*TASK DESCRIPTION*. Reproduce the records, requests included, from the line that contains "I would be grateful for your help with the red football" through the line that contains "point(244, 43)", and nothing else. Multiply each point coordinate in the answers by 2.5, rounding to whole numbers with halves going up, and leave the numbers in the requests and their format samples unchanged.

*LISTED RECORDS*.
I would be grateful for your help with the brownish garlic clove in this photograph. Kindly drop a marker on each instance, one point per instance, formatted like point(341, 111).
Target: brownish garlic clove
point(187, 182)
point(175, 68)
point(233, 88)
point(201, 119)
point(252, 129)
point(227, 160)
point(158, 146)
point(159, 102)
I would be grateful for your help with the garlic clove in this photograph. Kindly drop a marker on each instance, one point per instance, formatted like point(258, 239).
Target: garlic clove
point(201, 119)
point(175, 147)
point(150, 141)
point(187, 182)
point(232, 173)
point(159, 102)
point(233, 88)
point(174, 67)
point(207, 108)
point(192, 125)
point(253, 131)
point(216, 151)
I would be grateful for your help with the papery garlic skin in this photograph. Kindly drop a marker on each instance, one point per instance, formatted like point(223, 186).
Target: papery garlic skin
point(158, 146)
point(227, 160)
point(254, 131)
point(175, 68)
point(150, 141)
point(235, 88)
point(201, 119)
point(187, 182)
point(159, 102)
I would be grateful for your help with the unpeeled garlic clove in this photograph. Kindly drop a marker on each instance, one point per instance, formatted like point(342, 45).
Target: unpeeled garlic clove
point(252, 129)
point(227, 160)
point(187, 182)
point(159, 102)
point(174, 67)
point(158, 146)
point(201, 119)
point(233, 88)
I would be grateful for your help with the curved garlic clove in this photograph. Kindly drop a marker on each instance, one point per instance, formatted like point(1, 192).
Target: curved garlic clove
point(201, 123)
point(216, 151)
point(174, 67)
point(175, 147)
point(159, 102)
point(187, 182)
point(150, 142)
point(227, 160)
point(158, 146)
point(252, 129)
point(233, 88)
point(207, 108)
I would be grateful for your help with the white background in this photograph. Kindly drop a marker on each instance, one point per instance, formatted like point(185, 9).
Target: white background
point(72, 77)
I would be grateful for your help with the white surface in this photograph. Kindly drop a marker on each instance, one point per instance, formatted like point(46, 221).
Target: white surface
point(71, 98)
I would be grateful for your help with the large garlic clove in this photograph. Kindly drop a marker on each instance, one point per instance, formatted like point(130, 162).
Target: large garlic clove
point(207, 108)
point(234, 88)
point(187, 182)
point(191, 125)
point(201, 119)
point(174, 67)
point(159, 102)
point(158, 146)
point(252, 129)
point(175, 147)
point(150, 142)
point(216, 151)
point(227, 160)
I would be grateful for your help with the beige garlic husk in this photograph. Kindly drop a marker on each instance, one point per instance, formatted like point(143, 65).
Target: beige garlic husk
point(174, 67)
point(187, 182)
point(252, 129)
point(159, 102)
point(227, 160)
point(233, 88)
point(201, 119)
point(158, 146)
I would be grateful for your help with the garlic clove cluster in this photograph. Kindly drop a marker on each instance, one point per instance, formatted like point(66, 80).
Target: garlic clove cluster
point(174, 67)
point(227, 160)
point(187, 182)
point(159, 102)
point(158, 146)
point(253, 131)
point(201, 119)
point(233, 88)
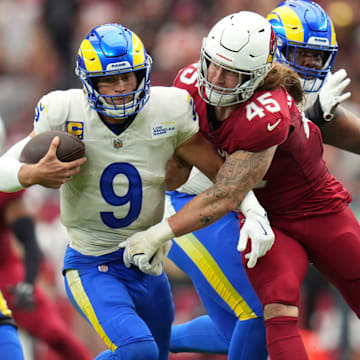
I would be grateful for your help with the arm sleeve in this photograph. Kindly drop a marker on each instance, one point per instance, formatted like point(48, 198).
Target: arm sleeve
point(24, 230)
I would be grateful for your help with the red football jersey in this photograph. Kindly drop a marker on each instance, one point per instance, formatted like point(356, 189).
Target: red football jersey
point(298, 181)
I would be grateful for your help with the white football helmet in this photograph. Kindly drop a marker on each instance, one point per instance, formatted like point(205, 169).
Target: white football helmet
point(244, 43)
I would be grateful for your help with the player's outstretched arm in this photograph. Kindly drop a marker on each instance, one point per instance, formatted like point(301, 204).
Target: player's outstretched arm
point(238, 175)
point(343, 131)
point(48, 172)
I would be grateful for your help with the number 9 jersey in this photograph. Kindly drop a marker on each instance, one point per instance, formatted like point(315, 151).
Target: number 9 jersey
point(120, 188)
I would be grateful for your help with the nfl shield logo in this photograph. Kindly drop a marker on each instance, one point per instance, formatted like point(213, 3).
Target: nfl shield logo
point(117, 143)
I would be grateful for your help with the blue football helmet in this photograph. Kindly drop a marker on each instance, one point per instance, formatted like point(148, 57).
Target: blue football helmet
point(304, 25)
point(112, 49)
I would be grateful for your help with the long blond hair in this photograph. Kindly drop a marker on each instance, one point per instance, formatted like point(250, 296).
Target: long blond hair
point(281, 75)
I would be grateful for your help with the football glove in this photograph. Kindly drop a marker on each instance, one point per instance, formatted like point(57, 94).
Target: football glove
point(258, 229)
point(155, 267)
point(331, 94)
point(23, 296)
point(143, 247)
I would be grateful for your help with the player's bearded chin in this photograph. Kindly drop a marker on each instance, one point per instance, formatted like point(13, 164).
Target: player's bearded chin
point(219, 96)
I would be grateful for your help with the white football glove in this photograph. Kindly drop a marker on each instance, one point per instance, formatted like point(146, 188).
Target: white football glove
point(331, 93)
point(155, 267)
point(258, 229)
point(144, 247)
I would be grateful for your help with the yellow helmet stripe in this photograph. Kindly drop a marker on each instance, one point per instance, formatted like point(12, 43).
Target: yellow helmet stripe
point(292, 24)
point(138, 51)
point(91, 58)
point(333, 35)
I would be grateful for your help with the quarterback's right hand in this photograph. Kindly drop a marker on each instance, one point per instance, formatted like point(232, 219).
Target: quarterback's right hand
point(155, 266)
point(144, 247)
point(257, 228)
point(49, 171)
point(332, 93)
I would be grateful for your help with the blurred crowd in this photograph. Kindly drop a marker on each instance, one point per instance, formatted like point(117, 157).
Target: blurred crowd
point(38, 45)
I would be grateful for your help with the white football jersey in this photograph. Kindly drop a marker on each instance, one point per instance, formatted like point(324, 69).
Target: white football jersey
point(121, 187)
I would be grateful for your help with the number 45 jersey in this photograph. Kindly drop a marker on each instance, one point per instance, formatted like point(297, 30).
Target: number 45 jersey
point(121, 187)
point(298, 181)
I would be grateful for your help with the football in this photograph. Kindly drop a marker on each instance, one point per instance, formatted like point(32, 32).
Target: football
point(70, 147)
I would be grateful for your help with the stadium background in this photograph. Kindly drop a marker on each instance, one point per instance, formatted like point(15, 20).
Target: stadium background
point(38, 45)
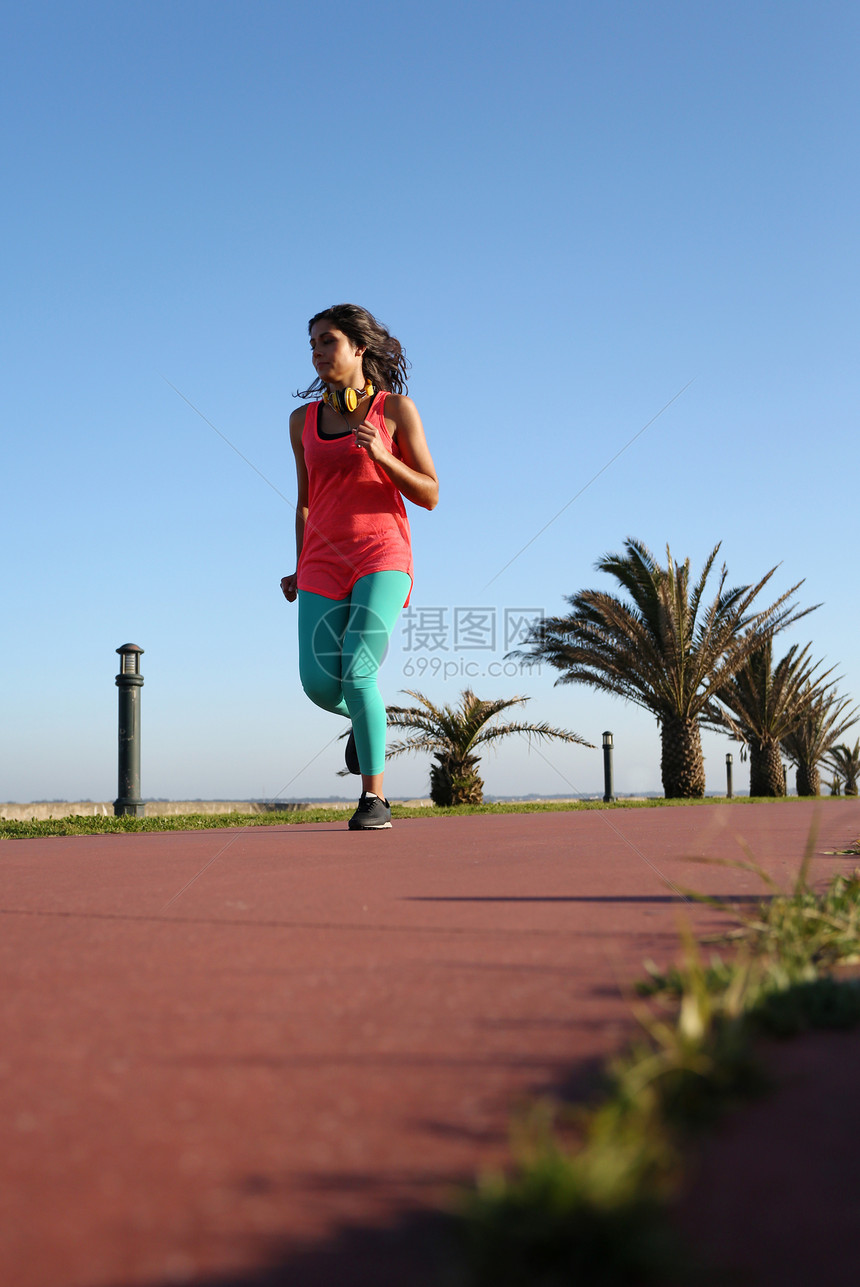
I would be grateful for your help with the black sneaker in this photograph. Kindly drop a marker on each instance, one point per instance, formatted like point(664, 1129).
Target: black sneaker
point(350, 754)
point(373, 814)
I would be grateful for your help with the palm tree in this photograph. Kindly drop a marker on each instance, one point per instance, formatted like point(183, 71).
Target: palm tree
point(845, 762)
point(764, 703)
point(816, 734)
point(662, 650)
point(453, 734)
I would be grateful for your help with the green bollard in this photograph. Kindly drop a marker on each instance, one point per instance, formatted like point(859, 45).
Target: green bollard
point(129, 681)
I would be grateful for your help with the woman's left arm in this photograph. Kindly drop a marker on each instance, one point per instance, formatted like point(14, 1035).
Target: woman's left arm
point(415, 474)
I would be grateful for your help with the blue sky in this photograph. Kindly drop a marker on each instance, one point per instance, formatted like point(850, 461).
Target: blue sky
point(565, 211)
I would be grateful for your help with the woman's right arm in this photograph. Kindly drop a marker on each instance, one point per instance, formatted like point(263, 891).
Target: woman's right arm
point(296, 426)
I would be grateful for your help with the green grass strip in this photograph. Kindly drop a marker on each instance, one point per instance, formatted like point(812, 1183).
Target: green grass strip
point(99, 824)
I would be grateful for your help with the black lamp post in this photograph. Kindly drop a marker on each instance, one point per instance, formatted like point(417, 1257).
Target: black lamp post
point(608, 784)
point(129, 681)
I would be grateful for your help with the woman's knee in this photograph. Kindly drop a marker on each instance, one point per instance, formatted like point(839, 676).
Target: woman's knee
point(322, 689)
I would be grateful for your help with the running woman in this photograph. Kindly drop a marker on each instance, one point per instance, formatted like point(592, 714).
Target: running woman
point(359, 451)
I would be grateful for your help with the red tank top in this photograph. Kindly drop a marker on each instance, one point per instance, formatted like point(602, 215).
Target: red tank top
point(357, 520)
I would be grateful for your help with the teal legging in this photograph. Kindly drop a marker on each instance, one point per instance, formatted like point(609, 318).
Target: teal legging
point(341, 645)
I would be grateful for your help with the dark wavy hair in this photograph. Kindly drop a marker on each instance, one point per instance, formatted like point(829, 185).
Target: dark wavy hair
point(384, 361)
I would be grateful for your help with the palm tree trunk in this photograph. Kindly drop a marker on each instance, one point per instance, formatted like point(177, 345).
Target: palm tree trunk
point(455, 781)
point(809, 780)
point(766, 772)
point(682, 762)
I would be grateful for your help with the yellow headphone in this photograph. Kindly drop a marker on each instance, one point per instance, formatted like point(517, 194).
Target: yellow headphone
point(346, 399)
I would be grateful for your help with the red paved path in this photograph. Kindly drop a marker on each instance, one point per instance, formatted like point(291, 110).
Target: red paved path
point(325, 1030)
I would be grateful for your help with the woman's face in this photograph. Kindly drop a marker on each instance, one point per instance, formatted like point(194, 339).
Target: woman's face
point(336, 359)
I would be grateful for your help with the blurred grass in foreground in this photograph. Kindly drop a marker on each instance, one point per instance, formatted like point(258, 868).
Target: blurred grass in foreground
point(587, 1198)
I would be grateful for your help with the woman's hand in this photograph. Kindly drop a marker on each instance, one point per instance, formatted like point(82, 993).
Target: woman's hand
point(368, 438)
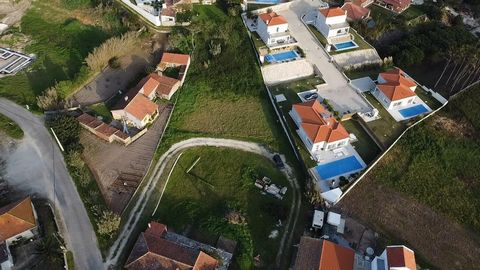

*FINISHED TASK*.
I would be grateful for your help with the red football jersey in this photograph. Kindly drop a marker on each instance, one point per instance, formatted like point(356, 189).
Target: red football jersey
point(745, 453)
I would be grateful for your help with the white football helmet in this photograph. Kindly drop a marker on each instance, one point per instance, formatted like point(205, 169).
Target: white football helmet
point(610, 108)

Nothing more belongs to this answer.